Copy out exactly the lines from the one containing "Identify every instance of the hummingbird's tail" to the end of the records below, both included, and nothing else.

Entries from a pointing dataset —
------------------------
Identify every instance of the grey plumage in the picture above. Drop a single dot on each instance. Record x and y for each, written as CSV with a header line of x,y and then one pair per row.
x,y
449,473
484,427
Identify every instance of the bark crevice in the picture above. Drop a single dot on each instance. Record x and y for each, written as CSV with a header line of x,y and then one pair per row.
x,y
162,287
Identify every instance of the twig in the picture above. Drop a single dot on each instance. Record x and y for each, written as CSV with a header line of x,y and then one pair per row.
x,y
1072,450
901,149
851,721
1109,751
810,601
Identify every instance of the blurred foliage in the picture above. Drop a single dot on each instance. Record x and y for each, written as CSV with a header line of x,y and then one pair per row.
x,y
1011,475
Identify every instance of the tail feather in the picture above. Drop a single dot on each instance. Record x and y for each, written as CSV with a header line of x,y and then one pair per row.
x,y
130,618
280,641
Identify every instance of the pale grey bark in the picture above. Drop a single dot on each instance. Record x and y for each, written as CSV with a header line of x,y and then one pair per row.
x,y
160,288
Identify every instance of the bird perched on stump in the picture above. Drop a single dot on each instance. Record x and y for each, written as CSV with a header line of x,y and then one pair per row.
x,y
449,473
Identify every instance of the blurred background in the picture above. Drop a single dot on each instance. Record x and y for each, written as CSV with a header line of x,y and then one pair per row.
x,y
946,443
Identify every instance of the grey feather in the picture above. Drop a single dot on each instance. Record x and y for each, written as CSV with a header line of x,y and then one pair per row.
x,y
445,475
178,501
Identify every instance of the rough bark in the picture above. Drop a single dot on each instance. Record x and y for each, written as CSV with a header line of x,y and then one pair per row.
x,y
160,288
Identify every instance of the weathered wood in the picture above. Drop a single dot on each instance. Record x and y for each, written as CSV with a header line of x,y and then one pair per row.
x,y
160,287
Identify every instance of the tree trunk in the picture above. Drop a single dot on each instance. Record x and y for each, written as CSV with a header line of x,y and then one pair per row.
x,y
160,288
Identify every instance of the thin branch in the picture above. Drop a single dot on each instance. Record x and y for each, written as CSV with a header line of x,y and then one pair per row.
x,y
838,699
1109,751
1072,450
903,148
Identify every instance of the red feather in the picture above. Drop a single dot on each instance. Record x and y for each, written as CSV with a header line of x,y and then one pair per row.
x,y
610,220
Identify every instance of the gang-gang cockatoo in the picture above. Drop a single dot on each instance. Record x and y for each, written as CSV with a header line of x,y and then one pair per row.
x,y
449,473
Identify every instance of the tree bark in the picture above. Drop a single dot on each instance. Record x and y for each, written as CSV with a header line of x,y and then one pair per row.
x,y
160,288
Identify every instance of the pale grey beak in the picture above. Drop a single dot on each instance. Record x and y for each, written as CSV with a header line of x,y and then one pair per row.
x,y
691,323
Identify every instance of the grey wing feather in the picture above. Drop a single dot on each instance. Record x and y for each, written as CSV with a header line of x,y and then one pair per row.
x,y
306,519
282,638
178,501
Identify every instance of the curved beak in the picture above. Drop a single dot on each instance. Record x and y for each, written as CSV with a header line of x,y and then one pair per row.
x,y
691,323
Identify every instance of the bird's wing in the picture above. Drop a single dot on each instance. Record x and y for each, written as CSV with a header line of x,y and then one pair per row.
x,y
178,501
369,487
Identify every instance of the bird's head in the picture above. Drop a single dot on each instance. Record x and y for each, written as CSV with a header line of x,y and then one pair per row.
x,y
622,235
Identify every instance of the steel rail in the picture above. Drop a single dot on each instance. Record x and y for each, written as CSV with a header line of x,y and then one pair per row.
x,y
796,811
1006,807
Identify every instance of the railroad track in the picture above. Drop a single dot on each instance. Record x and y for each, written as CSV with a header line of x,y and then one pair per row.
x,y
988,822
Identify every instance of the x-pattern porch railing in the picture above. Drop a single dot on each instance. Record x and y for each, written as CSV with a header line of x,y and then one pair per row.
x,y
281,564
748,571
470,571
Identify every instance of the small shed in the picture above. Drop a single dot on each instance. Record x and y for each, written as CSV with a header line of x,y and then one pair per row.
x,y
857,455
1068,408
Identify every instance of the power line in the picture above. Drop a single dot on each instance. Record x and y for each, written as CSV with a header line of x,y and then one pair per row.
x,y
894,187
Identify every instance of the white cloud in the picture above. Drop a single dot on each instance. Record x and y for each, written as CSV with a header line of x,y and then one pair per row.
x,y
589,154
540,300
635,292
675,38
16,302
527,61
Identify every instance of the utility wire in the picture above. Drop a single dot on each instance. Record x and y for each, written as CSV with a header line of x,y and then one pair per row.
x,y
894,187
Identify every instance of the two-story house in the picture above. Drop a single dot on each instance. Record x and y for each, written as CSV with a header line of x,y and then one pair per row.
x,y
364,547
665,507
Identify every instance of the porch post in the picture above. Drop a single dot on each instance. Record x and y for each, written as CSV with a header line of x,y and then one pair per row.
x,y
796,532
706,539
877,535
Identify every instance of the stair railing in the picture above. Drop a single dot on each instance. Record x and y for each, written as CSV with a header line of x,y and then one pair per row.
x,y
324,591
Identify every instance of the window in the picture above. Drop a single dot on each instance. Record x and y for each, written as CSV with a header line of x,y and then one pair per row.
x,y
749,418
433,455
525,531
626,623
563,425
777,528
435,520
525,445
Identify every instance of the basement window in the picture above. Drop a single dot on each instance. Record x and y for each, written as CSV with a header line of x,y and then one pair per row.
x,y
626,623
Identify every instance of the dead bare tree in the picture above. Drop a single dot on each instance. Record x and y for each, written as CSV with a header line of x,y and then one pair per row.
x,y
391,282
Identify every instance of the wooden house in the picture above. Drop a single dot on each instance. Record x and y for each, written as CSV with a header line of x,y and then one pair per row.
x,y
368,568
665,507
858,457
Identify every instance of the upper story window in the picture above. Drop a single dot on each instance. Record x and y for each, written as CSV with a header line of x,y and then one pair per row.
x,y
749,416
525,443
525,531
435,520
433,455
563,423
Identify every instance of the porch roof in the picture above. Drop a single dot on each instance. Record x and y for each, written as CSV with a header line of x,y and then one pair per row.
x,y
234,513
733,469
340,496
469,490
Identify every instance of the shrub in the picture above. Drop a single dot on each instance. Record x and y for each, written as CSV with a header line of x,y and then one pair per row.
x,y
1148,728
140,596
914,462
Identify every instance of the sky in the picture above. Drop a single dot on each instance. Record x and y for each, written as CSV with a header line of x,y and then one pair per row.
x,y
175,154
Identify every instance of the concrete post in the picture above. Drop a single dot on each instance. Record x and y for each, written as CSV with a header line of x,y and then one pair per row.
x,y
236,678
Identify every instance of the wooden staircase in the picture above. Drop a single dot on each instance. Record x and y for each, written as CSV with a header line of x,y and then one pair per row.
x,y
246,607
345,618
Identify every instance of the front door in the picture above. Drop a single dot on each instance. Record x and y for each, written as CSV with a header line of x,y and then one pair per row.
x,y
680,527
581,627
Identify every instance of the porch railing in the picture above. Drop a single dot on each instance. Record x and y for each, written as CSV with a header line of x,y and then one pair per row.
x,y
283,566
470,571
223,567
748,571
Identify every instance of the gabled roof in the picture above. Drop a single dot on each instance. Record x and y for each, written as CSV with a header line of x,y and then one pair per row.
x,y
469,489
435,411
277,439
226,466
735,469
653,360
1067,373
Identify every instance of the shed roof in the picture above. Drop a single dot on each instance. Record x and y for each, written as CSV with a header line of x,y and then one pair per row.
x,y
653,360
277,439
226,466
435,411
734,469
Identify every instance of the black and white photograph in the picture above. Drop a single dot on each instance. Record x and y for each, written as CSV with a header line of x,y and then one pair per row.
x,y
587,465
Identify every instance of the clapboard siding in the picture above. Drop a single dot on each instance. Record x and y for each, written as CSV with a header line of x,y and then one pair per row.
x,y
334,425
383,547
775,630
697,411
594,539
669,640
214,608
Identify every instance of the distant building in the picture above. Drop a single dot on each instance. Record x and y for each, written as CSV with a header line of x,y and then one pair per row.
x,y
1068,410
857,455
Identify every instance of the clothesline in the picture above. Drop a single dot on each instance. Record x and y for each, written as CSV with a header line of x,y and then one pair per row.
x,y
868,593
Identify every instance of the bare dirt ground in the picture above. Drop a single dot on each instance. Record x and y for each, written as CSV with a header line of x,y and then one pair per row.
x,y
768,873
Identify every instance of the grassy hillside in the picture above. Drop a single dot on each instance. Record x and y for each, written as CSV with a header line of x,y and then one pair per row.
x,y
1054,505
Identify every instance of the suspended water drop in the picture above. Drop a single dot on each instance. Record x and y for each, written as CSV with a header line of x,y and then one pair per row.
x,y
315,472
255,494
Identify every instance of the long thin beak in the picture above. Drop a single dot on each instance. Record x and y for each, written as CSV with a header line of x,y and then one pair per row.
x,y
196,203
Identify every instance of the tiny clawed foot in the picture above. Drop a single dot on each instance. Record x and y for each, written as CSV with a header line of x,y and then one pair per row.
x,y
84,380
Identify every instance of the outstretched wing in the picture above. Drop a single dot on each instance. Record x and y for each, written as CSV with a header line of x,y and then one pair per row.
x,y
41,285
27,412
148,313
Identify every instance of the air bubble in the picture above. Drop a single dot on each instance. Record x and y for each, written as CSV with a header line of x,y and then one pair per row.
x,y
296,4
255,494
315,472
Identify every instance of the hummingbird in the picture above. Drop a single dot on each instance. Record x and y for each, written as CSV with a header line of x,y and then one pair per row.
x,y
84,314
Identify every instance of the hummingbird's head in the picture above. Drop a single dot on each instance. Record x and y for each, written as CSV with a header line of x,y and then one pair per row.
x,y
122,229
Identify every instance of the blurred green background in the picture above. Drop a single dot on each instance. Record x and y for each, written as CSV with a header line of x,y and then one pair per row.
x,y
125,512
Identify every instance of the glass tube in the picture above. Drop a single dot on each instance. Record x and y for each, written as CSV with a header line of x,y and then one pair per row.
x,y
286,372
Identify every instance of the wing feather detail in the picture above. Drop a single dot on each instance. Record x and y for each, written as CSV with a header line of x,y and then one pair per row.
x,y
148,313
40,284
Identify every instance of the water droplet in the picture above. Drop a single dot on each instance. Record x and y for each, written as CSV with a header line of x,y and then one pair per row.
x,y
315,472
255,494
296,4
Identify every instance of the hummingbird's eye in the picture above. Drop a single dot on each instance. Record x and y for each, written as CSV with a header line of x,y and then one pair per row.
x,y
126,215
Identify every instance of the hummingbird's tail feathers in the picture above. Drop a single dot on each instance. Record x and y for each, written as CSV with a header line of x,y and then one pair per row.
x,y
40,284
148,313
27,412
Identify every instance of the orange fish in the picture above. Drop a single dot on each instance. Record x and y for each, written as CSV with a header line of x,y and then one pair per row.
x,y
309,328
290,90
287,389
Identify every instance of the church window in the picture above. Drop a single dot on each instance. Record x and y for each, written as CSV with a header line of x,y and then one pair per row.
------------------------
TASK RESULT —
Identify every instance of the hummingbird's tail feathers in the picture above. Drop a single dot on each instance. Record x and y for each, written as CSV with a header line of x,y and then one pair per row.
x,y
40,284
148,313
27,412
Identify every instance of the orange fish in the picture above. Drop a single dot on each instance. Record x and y for each, written as CSV with a header line of x,y and then one pair per row.
x,y
309,328
290,90
287,389
Identify every instance of the church window in the picture above. Drop a single dot on each instance. Record x and y for each, written as CSV with a header line of x,y and then one pair per row.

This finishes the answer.